━━━━━ Quoted passage ━━━━━
# Vaporesso revenger kit



## Roodt (11/7/17)

Good day all

Just wondering when the local suppliers will stock the vaporesso revenger kit?

Looks like it will be a great mod...

http://www.vaporesso.com/kits-revenger-kit-vaporesso


----------



## Rob Fisher (11/7/17)

I have one leaving China today!


----------



## Roodt (11/7/17)

Rob Fisher said:


> I have one leaving China today!


You do know how to make everyone else on here very green hey uncle rob? I shall call dibs on it so long. 

What colour?


----------



## Rob Fisher (11/7/17)

Roodt said:


> You do know how to make everyone else on here very green hey uncle rob? I shall call dibs on it so long.
> 
> What colour?



Blue... I love Blue! 

Vaporesso are sending it to me for review... been chatting to them and helping them understand the SA Market.

Reactions: Like 1


----------



## Roodt (11/7/17)

Rob Fisher said:


> Blue... I love Blue!
> 
> Vaporesso are sending it to me for review... been chatting to them and helping them understand the SA Market.


Sounds like a fun "job".

I also have my eye on the blue, specifically wanting to give the ceramic coil a try...

Will await the review

Reactions: Like 2


----------



## Silver (15/7/17)

Roodt said:


> Sounds like a fun "job".
> 
> I also have my eye on the blue, specifically wanting to give the ceramic coil a try...
> 
> Will await the review



@Roodt , I assume you saw Vape Club's announcement this morning?
Here is their thread:
https://www.ecigssa.co.za/vapeclub-vaporesso-revenger-now-in-stock.t39770/

If you act quick you may be able to get it before Skipper Mr Fisher!
Hehe

Reactions: Funny 2


----------



## Roodt (16/7/17)

Silver said:


> @Roodt , I assume you saw Vape Club's announcement this morning?
> Here is their thread:
> https://www.ecigssa.co.za/vapeclub-vaporesso-revenger-now-in-stock.t39770/
> 
> ...



Thank you @Silver i appreciate the heads up. Now to nag HRH for more vape gear

Reactions: Like 1


----------



## allykhat (15/9/17)

For anyone interested, sorry to necro an older thread.
━━━━━ Data lines ━━━━━
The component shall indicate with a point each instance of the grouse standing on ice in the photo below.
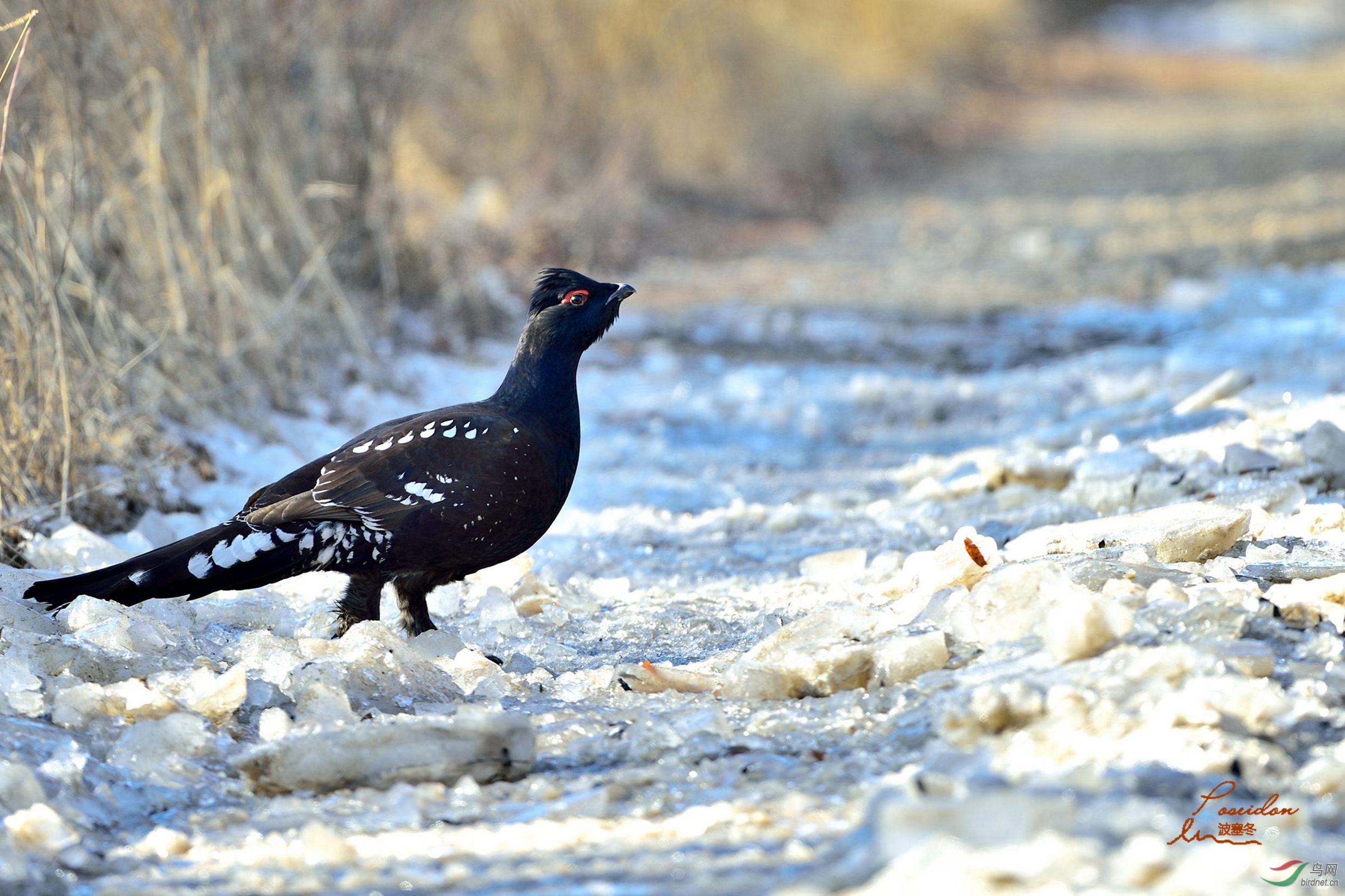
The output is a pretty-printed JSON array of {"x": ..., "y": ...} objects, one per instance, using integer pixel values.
[{"x": 417, "y": 502}]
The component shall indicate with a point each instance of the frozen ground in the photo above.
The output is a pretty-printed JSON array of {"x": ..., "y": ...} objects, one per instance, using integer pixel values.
[{"x": 896, "y": 718}]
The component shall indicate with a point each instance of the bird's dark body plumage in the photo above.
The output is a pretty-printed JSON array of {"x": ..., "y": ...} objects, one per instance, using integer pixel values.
[{"x": 417, "y": 502}]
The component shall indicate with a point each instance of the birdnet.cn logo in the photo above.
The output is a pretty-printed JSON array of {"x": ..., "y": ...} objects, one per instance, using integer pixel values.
[{"x": 1292, "y": 872}]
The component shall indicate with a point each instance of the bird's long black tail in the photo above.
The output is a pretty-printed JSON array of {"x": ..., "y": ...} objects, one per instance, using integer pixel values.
[{"x": 229, "y": 557}]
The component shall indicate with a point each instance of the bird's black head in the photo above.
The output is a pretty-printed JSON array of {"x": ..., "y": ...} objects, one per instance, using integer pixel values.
[{"x": 573, "y": 307}]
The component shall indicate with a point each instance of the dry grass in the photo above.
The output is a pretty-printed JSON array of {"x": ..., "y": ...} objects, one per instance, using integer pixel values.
[{"x": 203, "y": 205}]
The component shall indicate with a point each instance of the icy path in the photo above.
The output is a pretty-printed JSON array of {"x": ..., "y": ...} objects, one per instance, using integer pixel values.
[{"x": 1056, "y": 710}]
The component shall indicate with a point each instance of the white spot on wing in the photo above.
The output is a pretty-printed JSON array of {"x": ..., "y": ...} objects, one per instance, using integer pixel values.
[
  {"x": 222, "y": 557},
  {"x": 241, "y": 550},
  {"x": 199, "y": 566},
  {"x": 426, "y": 492}
]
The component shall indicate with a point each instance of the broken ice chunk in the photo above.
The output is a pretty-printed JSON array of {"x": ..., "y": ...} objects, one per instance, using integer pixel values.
[
  {"x": 160, "y": 750},
  {"x": 228, "y": 693},
  {"x": 274, "y": 723},
  {"x": 961, "y": 562},
  {"x": 74, "y": 546},
  {"x": 1180, "y": 532},
  {"x": 1239, "y": 460},
  {"x": 647, "y": 678},
  {"x": 1082, "y": 625},
  {"x": 39, "y": 829},
  {"x": 1227, "y": 385},
  {"x": 498, "y": 612},
  {"x": 19, "y": 788},
  {"x": 904, "y": 657},
  {"x": 487, "y": 746},
  {"x": 834, "y": 566},
  {"x": 811, "y": 657},
  {"x": 1308, "y": 601},
  {"x": 1324, "y": 444}
]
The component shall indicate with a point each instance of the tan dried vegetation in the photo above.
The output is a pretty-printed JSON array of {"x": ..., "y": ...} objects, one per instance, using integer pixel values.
[{"x": 210, "y": 206}]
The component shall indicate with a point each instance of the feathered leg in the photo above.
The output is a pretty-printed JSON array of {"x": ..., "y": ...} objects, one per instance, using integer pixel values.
[
  {"x": 360, "y": 602},
  {"x": 410, "y": 600}
]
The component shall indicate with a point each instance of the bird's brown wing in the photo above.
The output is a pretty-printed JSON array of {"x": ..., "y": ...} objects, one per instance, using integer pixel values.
[{"x": 446, "y": 459}]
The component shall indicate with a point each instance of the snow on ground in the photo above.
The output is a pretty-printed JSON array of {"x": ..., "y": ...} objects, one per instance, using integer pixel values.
[{"x": 840, "y": 602}]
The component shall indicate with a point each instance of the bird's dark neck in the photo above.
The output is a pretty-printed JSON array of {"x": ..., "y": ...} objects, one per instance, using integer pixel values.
[{"x": 540, "y": 383}]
━━━━━
In the forum thread about the Vaporesso Revenger kit, why is Vaporesso sending Rob Fisher a kit? The records are separate material and have no connection to the forum thread.

#### Output of the exercise:
Vaporesso is sending it to him for review.